··· RECORDED DATA ···

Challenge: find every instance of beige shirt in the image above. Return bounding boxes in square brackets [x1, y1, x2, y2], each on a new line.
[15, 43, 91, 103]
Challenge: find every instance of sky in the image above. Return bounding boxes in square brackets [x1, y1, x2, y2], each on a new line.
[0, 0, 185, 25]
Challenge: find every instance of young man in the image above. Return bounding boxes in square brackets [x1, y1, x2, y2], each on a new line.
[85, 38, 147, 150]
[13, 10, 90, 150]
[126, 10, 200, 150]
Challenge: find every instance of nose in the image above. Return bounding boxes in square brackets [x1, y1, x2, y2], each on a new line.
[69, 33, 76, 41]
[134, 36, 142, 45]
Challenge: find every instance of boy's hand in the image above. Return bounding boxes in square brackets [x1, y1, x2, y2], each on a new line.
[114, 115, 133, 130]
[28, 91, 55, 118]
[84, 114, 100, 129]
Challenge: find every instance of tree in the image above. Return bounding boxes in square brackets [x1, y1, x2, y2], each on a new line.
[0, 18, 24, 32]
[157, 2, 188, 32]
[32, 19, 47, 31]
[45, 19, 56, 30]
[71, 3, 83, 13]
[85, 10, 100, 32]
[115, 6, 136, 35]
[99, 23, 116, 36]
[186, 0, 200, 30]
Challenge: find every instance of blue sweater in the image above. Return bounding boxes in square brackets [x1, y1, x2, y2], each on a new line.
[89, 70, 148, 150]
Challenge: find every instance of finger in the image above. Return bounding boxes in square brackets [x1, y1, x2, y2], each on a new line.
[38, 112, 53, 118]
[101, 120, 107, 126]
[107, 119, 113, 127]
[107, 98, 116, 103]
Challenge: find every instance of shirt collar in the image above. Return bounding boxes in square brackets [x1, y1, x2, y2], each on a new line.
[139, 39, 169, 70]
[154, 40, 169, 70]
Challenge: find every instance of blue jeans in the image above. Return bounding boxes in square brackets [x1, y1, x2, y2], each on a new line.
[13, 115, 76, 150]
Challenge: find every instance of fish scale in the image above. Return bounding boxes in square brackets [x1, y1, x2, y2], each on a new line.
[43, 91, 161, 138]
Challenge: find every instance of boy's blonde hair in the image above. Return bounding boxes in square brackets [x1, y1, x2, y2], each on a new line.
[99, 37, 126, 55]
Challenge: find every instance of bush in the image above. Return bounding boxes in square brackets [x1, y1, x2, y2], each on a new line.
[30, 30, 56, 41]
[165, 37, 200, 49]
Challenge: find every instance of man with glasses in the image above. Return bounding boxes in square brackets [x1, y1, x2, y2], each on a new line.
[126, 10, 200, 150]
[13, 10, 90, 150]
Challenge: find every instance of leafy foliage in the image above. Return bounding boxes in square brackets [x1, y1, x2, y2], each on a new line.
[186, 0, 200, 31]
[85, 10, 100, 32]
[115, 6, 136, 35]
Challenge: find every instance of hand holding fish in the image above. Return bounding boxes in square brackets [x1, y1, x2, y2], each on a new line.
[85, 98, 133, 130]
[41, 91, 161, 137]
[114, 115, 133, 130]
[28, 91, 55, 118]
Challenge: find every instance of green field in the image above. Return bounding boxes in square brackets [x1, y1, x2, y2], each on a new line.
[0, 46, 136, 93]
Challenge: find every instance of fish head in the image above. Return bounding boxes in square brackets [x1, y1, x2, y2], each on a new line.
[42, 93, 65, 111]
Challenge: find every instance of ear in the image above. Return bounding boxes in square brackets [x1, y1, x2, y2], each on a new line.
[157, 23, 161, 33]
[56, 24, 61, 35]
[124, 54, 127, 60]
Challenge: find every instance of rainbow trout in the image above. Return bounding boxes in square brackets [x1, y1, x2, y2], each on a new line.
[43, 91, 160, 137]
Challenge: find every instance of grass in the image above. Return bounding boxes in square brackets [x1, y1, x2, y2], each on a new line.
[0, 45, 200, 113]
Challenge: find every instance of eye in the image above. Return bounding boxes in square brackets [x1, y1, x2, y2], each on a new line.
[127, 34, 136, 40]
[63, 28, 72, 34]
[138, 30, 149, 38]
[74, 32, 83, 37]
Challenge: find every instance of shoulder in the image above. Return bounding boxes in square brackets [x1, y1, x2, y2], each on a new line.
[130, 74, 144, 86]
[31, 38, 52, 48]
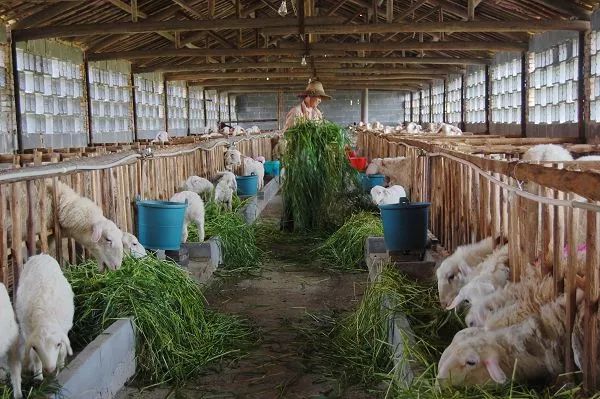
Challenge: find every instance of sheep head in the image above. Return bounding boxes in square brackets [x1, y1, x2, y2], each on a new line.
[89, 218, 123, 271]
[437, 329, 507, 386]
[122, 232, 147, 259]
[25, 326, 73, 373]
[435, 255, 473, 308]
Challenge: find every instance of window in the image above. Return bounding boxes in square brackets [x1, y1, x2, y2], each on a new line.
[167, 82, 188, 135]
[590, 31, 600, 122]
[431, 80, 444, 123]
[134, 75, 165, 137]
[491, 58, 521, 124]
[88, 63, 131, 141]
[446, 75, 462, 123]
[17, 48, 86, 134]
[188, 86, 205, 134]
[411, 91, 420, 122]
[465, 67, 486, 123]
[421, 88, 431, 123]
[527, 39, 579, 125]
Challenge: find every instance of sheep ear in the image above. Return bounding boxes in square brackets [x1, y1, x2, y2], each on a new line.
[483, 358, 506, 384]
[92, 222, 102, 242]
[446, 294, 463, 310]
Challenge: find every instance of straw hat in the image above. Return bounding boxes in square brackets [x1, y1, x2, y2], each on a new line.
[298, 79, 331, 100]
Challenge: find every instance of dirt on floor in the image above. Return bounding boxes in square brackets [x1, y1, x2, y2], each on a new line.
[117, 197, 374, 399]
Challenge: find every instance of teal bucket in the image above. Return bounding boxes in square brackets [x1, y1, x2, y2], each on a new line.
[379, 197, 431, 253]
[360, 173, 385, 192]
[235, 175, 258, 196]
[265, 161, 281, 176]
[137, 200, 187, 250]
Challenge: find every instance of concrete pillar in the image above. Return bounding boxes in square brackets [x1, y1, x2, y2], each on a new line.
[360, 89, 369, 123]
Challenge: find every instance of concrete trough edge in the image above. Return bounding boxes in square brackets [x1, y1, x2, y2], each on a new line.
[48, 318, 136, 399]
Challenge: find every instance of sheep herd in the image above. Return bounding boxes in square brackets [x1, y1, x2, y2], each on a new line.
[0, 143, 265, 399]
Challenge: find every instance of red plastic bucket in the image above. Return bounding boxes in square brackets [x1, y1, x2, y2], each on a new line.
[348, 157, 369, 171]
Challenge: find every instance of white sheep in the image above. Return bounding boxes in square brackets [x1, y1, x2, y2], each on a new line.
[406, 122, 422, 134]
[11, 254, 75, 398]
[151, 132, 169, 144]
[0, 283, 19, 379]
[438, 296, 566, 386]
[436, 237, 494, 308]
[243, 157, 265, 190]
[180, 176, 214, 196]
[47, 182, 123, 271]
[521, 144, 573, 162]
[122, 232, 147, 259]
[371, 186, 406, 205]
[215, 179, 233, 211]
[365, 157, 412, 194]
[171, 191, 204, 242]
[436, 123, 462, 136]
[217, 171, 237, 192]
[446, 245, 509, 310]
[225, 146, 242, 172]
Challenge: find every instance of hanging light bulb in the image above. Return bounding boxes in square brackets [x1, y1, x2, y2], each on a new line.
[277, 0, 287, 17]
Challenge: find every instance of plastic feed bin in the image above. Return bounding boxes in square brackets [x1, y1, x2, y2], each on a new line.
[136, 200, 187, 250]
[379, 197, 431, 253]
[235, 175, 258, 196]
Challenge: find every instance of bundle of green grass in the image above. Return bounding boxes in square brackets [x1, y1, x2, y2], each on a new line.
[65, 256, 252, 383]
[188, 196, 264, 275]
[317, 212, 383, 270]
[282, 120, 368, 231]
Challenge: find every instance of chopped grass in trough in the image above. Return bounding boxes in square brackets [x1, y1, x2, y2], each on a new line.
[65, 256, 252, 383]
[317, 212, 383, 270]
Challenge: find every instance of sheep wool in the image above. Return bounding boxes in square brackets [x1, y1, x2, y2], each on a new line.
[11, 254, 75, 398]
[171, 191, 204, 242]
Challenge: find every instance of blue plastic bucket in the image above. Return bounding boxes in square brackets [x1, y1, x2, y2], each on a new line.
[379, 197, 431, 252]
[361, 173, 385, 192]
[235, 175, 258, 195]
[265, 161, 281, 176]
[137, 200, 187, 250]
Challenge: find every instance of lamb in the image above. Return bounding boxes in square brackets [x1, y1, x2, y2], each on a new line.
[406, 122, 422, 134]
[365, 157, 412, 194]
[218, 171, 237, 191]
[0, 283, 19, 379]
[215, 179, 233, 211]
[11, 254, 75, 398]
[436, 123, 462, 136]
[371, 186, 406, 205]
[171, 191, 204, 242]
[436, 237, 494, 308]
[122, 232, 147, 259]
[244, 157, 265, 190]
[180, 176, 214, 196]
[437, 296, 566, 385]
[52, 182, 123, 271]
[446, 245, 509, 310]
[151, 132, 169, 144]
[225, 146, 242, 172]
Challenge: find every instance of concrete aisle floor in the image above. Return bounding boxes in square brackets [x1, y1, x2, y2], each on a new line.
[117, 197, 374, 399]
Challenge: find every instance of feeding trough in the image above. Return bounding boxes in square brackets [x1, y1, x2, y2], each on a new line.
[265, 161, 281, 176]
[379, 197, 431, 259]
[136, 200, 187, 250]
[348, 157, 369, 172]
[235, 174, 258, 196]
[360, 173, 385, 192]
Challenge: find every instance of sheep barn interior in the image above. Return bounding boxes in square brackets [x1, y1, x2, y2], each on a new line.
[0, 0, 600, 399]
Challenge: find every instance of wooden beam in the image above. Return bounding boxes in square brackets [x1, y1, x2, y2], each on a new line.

···

**AIM:** Arrange the entries as a JSON list of strings, one string per line. Start with the first line and end with the line containing "[89, 70, 148, 150]", including both, and skip any blank lines.

**WRITTEN RESPONSE:**
[
  "Challenge: find every instance of beige shirt in the image above. Return bounding boxes in square brackets [x1, y1, x2, y2], each on a new line.",
  "[15, 43, 91, 103]",
  "Challenge: find every instance of sky in the image above. Return bounding boxes in square brackets [x1, y1, x2, y2], each on a new line.",
  "[0, 0, 185, 25]",
  "Challenge: find every instance of young man in the image above. Return bounding boxes in square brackets [x1, y1, x2, y2], each on a new line.",
  "[85, 38, 147, 150]",
  "[13, 10, 90, 150]",
  "[126, 10, 200, 150]",
  "Challenge: find every instance of nose in the image above. Return bounding boxes in square brackets [x1, y1, x2, y2], each on a new line.",
  "[69, 33, 76, 41]",
  "[134, 36, 142, 45]",
  "Challenge: find every instance of boy's hand in the image above. Return bounding boxes in square brackets [x1, y1, x2, y2], each on a new line.",
  "[114, 115, 133, 130]",
  "[28, 91, 55, 118]",
  "[84, 114, 100, 129]",
  "Challenge: find every instance of tree in the image above. Return bounding boxes in square brackets [x1, y1, x2, y2], each on a new line.",
  "[0, 18, 24, 32]",
  "[157, 2, 188, 32]",
  "[32, 19, 47, 31]",
  "[45, 19, 56, 30]",
  "[71, 3, 83, 13]",
  "[85, 10, 100, 32]",
  "[115, 6, 136, 35]",
  "[99, 23, 116, 36]",
  "[186, 0, 200, 30]",
  "Challenge: find every instance of blue sweater in the image above. Return bounding boxes in square brackets [x1, y1, x2, y2], each on a new line.",
  "[89, 70, 148, 150]"
]